- To do
When you reach the records below, repeat each one exactly as written.

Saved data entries
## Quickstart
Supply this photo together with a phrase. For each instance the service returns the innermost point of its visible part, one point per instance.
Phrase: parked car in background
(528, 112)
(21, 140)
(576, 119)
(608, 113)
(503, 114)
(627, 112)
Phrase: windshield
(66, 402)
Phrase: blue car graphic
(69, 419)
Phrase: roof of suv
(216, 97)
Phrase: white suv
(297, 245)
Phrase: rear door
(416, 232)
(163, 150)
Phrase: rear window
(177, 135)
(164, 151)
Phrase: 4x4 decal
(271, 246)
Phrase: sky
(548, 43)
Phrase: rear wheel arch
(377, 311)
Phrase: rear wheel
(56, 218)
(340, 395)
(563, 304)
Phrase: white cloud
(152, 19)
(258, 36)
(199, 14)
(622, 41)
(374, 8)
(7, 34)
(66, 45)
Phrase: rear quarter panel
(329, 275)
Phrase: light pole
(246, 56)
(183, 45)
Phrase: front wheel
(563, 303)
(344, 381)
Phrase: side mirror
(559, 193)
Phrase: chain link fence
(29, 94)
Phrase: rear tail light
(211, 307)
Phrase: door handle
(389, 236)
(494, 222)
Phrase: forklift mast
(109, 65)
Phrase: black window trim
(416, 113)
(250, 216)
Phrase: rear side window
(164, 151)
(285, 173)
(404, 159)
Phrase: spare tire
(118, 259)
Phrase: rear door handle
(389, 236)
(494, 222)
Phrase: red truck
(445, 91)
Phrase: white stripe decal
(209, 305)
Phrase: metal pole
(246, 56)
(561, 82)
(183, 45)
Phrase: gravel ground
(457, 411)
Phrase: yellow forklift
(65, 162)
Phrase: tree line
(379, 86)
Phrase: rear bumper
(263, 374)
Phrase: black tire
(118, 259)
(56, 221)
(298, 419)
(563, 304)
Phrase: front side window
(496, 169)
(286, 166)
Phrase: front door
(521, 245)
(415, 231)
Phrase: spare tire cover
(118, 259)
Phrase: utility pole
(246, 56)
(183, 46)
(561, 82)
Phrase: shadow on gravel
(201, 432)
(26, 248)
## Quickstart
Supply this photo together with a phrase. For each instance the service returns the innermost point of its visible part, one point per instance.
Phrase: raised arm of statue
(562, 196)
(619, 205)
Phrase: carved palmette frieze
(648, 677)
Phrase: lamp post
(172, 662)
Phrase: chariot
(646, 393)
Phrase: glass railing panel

- Exercise answer
## Quickstart
Supply this photo together with a phrase. For each instance the service returns the innermost point of its visible part, one point per instance.
Phrase: parked car in background
(528, 112)
(21, 140)
(576, 119)
(608, 113)
(503, 114)
(627, 112)
Phrase: windshield
(66, 402)
Phrase: blue car graphic
(69, 419)
Phrase: roof of suv
(216, 97)
Phrase: white suv
(297, 245)
Phrase: rear door
(416, 232)
(163, 150)
Phrase: rear window
(177, 135)
(164, 151)
Phrase: 4x4 decal
(271, 246)
Phrase: sky
(548, 43)
Phrase: rear wheel arch
(377, 311)
Phrase: rear wheel
(56, 218)
(340, 395)
(563, 304)
Phrase: white cloud
(152, 19)
(258, 36)
(199, 14)
(622, 41)
(374, 8)
(7, 34)
(66, 45)
Phrase: rear quarter panel
(329, 275)
Phrase: light pole
(246, 56)
(183, 45)
Phrase: front wheel
(563, 303)
(344, 381)
Phrase: side mirror
(559, 193)
Phrase: chain link fence
(29, 94)
Phrase: rear tail light
(211, 307)
Phrase: door handle
(389, 236)
(494, 222)
Phrase: forklift mast
(109, 65)
Phrase: black window trim
(416, 113)
(250, 216)
Phrase: rear side window
(164, 151)
(285, 173)
(404, 159)
Phrase: spare tire
(118, 259)
Phrase: rear door handle
(389, 236)
(494, 222)
Phrase: red truck
(445, 91)
Phrase: white stripe decal
(209, 305)
Phrase: metal pole
(246, 56)
(561, 82)
(183, 45)
Phrase: gravel ground
(457, 411)
Phrase: yellow forklift
(65, 162)
Phrase: tree line
(379, 86)
Phrase: rear bumper
(263, 374)
Phrase: black tire
(118, 259)
(56, 221)
(298, 419)
(563, 304)
Phrase: front side window
(496, 169)
(286, 166)
Phrase: front door
(521, 245)
(415, 231)
Phrase: spare tire cover
(118, 259)
Phrase: utility pole
(246, 56)
(183, 46)
(561, 82)
Phrase: shadow on gravel
(201, 432)
(26, 248)
## Quickstart
Supply this photo together with a phrase. For each instance the service returns the innermost point of its visible part, one point per instance.
Phrase: raised arm of statue
(562, 196)
(619, 205)
Phrase: carved palmette frieze
(648, 677)
Phrase: lamp post
(172, 662)
Phrase: chariot
(646, 393)
Phrase: glass railing panel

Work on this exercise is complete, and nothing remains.